Task brief |
Whenever a line of the entries below holds the string "blue", copy that line and return it.

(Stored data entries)
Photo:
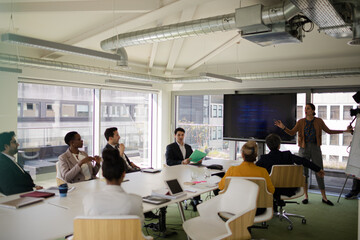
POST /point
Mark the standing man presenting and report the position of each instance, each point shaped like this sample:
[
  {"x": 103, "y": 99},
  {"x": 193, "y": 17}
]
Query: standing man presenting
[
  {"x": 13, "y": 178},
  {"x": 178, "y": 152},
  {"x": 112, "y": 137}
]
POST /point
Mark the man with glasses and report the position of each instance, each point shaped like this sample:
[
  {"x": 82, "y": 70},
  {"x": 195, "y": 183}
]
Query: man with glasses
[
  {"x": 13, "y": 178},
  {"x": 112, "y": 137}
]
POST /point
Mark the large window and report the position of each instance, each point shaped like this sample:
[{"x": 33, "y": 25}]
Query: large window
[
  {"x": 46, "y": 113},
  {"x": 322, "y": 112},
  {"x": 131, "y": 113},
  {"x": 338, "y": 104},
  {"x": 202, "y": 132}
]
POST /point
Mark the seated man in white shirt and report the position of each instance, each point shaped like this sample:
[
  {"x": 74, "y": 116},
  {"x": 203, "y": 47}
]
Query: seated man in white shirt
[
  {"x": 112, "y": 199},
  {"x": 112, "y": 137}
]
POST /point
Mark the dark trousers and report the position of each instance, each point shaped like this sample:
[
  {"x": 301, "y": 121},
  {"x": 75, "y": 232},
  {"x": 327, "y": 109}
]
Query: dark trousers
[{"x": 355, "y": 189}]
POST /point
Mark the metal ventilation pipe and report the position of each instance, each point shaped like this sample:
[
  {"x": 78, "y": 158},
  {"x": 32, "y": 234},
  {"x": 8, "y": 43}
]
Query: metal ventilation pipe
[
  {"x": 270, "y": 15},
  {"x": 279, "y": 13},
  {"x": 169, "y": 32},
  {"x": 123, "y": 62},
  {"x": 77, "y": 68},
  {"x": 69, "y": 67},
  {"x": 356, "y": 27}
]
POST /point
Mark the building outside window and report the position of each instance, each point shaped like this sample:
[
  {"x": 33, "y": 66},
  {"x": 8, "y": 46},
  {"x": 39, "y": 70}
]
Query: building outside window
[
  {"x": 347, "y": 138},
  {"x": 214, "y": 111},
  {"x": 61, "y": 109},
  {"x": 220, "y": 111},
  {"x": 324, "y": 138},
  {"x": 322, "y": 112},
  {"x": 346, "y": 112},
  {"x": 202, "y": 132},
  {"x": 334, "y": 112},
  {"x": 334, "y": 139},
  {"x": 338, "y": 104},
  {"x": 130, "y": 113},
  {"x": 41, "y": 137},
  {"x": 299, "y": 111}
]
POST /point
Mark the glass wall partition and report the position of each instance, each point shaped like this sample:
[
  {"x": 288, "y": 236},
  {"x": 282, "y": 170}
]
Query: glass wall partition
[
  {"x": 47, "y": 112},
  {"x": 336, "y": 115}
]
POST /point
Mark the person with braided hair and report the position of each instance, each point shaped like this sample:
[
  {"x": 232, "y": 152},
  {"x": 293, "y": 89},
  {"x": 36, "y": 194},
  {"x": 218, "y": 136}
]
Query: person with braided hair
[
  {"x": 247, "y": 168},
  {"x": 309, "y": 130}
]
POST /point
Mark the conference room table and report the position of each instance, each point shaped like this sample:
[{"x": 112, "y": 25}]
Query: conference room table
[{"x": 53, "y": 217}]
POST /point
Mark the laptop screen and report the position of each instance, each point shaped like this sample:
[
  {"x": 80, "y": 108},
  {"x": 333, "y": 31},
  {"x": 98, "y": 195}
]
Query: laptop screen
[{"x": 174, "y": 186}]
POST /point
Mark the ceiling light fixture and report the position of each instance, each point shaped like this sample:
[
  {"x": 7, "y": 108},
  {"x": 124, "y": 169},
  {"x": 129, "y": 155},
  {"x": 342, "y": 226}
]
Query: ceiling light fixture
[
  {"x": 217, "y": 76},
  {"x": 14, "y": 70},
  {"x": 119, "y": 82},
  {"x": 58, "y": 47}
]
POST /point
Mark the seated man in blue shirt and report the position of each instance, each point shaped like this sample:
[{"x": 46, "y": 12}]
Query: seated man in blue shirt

Your solution |
Mark the seated man in blue shirt and report the position of each instance, each point shaped like this sample:
Query: seated man in blue shirt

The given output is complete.